Please identify each line in the rows below that contains the string "bounding" and copy it out in full.

..............................

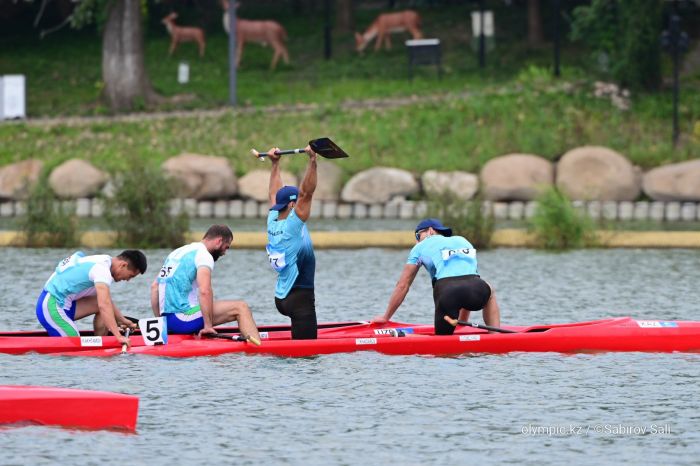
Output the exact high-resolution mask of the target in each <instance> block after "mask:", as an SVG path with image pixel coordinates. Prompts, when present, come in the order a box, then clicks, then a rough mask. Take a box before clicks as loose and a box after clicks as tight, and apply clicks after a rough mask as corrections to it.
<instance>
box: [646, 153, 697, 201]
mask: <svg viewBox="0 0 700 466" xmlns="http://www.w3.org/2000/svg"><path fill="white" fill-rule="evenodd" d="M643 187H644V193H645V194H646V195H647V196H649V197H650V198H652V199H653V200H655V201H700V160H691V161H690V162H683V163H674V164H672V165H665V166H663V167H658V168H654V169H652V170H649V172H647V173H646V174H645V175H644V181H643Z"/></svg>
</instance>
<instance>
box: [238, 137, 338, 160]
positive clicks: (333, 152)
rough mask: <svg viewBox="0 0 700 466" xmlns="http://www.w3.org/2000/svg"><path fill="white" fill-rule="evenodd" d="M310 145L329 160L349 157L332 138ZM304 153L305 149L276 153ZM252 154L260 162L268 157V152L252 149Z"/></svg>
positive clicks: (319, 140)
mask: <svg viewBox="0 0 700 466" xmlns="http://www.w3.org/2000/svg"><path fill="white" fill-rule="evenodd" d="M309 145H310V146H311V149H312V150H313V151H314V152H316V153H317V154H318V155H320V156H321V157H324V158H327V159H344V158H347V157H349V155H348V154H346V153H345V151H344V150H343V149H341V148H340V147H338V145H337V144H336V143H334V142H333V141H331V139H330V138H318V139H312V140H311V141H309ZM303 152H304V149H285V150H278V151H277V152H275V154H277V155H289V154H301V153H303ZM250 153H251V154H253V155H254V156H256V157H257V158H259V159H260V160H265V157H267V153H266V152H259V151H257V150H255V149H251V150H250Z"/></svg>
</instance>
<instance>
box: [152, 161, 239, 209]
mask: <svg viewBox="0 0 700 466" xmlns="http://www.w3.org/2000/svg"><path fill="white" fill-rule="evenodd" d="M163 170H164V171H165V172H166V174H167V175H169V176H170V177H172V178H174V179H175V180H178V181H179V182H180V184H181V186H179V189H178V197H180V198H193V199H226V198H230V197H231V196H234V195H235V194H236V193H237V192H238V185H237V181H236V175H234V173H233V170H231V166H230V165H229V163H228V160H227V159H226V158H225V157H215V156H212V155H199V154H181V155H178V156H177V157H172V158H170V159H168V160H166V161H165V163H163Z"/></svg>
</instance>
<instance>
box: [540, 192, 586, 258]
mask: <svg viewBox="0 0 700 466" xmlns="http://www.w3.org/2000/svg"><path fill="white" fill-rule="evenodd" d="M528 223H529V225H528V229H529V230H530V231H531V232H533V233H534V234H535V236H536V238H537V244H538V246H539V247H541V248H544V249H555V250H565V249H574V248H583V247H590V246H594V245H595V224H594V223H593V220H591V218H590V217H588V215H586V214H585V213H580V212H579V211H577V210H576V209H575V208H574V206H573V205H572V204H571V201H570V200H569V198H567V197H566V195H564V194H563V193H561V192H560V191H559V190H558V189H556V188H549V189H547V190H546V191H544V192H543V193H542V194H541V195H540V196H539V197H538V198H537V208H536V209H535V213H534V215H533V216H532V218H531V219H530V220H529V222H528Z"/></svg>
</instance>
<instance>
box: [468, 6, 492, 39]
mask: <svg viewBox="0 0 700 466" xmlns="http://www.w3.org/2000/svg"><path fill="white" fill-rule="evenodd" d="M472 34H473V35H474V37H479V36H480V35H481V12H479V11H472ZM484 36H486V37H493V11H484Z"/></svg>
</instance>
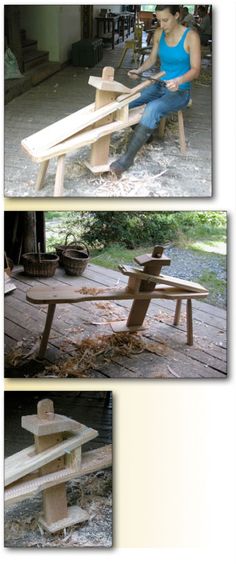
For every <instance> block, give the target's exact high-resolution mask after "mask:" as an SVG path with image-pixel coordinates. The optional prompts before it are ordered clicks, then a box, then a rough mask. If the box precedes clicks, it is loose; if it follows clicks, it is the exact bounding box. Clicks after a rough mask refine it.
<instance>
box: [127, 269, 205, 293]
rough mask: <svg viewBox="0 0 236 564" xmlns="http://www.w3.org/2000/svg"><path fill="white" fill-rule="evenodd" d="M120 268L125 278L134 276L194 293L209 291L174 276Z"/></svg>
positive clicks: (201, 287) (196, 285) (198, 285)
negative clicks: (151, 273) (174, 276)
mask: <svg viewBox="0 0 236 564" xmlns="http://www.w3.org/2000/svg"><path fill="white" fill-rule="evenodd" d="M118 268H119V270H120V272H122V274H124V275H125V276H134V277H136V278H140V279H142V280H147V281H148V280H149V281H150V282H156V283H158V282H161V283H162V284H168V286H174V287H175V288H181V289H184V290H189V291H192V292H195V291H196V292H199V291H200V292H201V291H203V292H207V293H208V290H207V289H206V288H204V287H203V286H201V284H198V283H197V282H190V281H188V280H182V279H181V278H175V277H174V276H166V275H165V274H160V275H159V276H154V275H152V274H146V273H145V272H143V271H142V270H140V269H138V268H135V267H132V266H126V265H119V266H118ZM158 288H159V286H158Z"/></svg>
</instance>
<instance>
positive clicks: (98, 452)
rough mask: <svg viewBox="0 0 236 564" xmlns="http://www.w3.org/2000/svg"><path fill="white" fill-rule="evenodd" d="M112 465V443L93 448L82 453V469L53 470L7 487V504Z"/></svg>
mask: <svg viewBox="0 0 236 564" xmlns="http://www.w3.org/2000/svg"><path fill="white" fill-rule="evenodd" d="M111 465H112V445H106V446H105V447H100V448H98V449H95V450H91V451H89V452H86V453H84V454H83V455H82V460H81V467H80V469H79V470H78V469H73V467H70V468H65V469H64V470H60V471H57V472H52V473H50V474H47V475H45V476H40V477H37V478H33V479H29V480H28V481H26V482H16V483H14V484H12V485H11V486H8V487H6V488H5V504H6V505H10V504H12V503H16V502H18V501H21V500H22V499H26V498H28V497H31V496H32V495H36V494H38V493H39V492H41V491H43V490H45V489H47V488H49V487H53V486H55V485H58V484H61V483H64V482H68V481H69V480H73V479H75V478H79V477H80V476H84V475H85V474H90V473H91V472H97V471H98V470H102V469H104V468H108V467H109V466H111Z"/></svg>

..............................

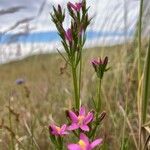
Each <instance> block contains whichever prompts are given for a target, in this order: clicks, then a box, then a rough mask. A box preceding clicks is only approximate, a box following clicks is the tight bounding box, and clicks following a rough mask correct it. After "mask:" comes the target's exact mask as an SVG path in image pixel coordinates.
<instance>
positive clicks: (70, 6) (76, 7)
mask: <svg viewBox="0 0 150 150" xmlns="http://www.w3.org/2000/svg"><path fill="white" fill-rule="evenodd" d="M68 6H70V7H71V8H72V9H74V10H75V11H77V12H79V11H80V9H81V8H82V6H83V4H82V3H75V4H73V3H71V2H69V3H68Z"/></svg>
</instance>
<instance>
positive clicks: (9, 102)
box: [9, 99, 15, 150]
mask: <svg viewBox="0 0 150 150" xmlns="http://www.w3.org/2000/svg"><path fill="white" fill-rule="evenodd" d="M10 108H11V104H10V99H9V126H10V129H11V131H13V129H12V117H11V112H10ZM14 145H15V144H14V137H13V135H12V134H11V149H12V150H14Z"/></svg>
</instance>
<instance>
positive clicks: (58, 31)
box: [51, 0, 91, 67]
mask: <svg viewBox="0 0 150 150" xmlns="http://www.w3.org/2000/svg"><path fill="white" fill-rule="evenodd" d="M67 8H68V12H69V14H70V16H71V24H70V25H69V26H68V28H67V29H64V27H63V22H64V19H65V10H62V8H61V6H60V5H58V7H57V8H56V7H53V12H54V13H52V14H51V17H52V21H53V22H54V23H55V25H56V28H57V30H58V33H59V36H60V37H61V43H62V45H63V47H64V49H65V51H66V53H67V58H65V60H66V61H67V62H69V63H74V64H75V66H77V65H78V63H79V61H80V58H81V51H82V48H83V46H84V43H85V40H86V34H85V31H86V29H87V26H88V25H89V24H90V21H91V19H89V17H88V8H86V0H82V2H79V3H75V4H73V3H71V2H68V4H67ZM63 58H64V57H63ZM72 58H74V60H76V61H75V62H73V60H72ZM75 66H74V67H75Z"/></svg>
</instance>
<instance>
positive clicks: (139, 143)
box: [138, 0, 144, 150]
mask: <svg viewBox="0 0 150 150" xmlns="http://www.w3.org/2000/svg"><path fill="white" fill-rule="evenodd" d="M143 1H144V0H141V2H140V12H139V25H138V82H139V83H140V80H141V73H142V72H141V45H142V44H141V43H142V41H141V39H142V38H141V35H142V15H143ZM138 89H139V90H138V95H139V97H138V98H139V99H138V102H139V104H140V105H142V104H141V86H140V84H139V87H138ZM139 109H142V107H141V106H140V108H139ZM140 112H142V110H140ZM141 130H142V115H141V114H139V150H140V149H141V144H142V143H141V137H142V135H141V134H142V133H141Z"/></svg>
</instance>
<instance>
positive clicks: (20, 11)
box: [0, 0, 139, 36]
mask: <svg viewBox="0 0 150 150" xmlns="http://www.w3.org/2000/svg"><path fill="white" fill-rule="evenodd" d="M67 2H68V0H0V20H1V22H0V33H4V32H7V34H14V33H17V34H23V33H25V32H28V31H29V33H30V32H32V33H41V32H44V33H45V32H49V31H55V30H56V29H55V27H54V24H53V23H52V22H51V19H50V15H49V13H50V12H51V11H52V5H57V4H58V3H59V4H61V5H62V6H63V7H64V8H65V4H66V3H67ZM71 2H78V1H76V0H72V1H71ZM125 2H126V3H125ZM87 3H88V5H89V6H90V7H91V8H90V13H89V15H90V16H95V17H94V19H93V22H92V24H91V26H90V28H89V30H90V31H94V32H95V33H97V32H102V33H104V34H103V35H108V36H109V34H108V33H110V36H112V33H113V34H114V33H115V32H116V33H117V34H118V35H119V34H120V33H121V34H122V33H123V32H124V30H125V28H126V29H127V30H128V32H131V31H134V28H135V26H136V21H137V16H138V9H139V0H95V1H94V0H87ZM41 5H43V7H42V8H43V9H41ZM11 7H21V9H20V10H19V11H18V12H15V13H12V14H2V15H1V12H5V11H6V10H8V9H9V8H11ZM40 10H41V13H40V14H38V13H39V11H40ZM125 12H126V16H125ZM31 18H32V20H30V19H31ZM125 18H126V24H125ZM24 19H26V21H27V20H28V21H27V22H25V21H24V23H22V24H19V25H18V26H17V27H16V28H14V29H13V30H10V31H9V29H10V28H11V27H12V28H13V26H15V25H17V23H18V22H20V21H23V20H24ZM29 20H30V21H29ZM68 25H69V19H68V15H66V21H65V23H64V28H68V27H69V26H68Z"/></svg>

..............................

Solution below:
For every <instance> block, give the target's exact high-resolution mask after "mask:" as an SVG path with image-pixel coordinates. The optional prompts before it are ordered clicks, then a box, then a rough mask. If the box precedes clicks, it is loose; if it follows clicks, it is the exact bounding box. Clicks after a rough mask refine it.
Each <instance> block contains whichever prompts are given for a target, in this order: clicks, then a box, then a rough mask. A box preceding clicks is only approximate, a box following clicks is the tight bounding box, and clicks following a rough mask correct it. After "mask:" comes the target's exact mask as an SVG path in image pixel coordinates.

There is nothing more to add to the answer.